Textauszug:

Hybride Netze bilden eine komplexe Basis für Services und Network-Slices. Diese hybride Infrastruktur, das zunehmende Interesse der Mobilfunkbetreiber, das RAN mittels Open-RAN-Strategie zu öffnen sowie kontinuierliche Merger rücken das End-2-End-Ressourcenmanagement in den Fokus.
Der Artikel liefert unter anderem Antworten auf folgende Fragen:
5G gilt als ein wichtiger Faktor der digitalen Wirtschaft, insbesondere bei Industrietechnologien für das Industrial Internet of Things (IIoT). Denn erst eine zuverlässige, schnelle Vernetzung ermöglicht Anwendungen mit neuen Businessmodellen und hohem Automatisierungsgrad. 5G-Netze haben mit zunehmender Frequenz, vor allem im mmWave-Bereich, physikalisch bedingt aber immer geringer werdende Reichweiten. Da diese im Bereich von wenigen hundert Metern liegen, muss die Anzahl der Sende- und Empfangsstationen deutlich wachsen, um eine entsprechende Netzabdeckung zu erreichen. Für Mobilfunk-Provider oder Betreiber von 5G-basierten Unternehmensnetzen steigt somit die Anzahl der Standorte mit den jeweiligen Geräten und Antennen, Netzanbindungen sowie Server- und Software-Installationen deutlich an, die in kürzester Zeit möglichst effizient und mit hohem Automatisierungsgrad auszurollen und in Betrieb zu nehmen sind.

Aufgabenstellung:
Führe den Text über hybride 5G-Netze im Anschluss an seinen letzten Satz weiter.

Datenauszug:
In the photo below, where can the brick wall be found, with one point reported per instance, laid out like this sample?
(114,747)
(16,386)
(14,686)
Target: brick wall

* * *

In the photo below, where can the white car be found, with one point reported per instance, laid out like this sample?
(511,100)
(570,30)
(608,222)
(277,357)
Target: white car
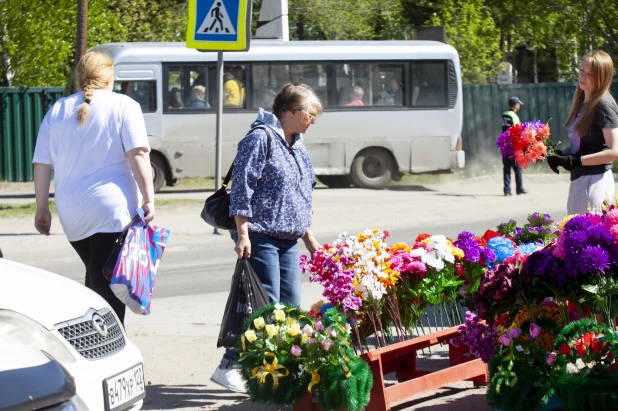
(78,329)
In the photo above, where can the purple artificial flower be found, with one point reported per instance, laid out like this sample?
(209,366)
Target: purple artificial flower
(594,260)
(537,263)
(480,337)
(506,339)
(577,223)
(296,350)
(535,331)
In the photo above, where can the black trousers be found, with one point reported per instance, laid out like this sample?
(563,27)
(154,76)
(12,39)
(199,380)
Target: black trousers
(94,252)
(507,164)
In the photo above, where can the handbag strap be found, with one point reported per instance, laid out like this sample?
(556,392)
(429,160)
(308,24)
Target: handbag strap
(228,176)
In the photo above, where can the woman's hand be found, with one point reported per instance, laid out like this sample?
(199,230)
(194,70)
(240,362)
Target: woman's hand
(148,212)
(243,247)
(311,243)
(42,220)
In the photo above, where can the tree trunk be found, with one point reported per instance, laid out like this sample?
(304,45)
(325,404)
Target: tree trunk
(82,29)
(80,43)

Lösung:
Mit dem Aufbau von 5G-Netzen etabliert sich zudem zunehmend der Trend, auf Open RAN zu setzen, um mehr Interoperabilität zwischen den Komponenten im RAN zu ermöglichen. Diese Öffnung des Radio Access Networks bei Mobilfunknetzen durchbricht die Bindung an einen Hersteller innerhalb eines RAN-Bereichs und kann so neben einer Kostensenkung durch Wettbewerb mittels eines vielfältigen Ökosystems auch für schnellere Innovationen sorgen. Damit nehmen aber gleichzeitig die Diversifikation und die Anzahl von Geräten von unterschiedlichen Herstellern sprunghaft zu, die es zu verwalten gilt. Einer herstellerübergreifenden Inventar- und Ressourcenverwaltung, die wie ein digitaler Zwilling (siehe auch Infokasten) den aktuellen und geplanten Stand der physischen, logischen und virtuellen Netzressourcen Ende zu Ende abbildet, kommt hier eine immer größere Bedeutung zu.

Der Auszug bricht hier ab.